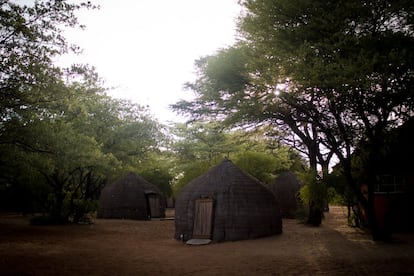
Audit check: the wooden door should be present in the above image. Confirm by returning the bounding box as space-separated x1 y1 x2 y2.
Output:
193 198 214 239
147 194 161 218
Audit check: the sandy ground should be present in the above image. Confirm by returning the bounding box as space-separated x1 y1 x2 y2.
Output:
0 207 414 275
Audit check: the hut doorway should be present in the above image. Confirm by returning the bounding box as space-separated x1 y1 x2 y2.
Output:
193 198 214 239
147 194 161 218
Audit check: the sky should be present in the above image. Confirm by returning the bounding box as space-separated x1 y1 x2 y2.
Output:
58 0 241 123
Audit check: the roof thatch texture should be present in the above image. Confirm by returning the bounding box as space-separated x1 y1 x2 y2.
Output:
270 171 302 218
98 172 165 220
175 160 282 241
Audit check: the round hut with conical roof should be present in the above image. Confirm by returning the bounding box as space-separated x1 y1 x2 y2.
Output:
97 172 165 220
270 171 302 218
175 160 282 241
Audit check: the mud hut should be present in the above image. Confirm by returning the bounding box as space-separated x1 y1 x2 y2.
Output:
270 171 302 218
98 172 165 220
175 160 282 241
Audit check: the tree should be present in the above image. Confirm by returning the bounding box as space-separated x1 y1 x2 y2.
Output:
0 1 171 223
175 0 413 239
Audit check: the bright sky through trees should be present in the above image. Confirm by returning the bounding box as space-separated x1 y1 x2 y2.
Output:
59 0 240 122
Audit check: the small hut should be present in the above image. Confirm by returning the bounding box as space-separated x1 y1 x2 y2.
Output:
175 160 282 241
98 172 165 220
270 171 302 218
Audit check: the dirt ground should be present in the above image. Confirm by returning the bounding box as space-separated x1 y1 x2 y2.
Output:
0 207 414 275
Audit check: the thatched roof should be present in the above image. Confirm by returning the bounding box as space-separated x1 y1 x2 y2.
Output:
98 172 165 220
270 172 302 218
175 160 282 241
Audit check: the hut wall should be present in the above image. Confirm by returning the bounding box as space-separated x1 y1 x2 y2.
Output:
174 160 282 241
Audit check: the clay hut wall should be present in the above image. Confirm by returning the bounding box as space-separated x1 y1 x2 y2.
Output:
175 160 282 241
98 173 165 220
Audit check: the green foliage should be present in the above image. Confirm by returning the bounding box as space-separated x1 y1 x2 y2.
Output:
0 1 166 223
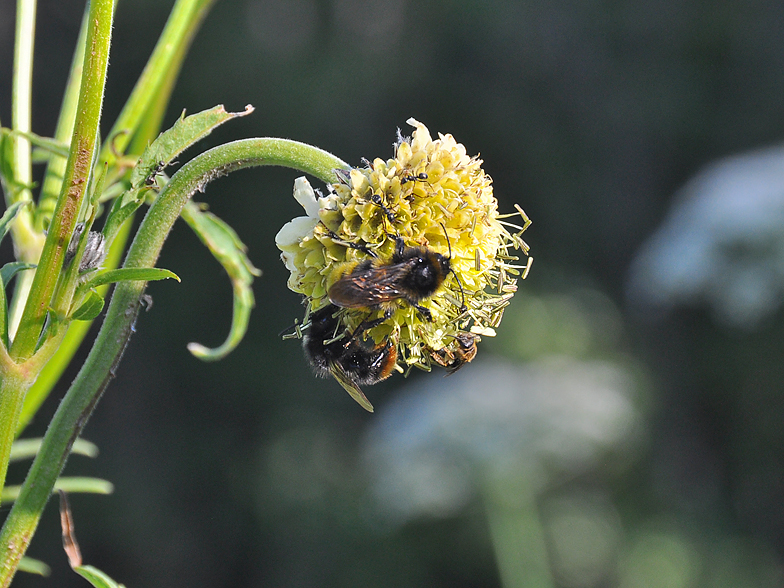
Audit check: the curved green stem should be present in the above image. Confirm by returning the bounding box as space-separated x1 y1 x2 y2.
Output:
100 0 215 169
0 139 348 588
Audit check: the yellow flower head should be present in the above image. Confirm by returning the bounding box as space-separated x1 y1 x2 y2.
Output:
275 119 531 370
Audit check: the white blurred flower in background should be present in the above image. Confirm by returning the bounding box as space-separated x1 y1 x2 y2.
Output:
365 358 638 523
365 357 642 588
628 146 784 329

- _WHAT THE EXERCISE ASKS_
Find every line above that contains the string "roof" and copy each of those lines in full. Case counts, so match only that exact capitalization.

- _FULL OUTPUT_
Audit check: the roof thatch texture should be present in the above image. Confirm by returning the bounding box as space-separated x1 y1 x2 y2.
Audit check: the round hut with conical roof should be present in the above image. Confirm by returning the bounding box as space-separated x1 y1 x2 y2.
Audit check: the thatched roof should be present in the above image. Confirm by returning the bounding box as space-separated x1 y1 x2 y2.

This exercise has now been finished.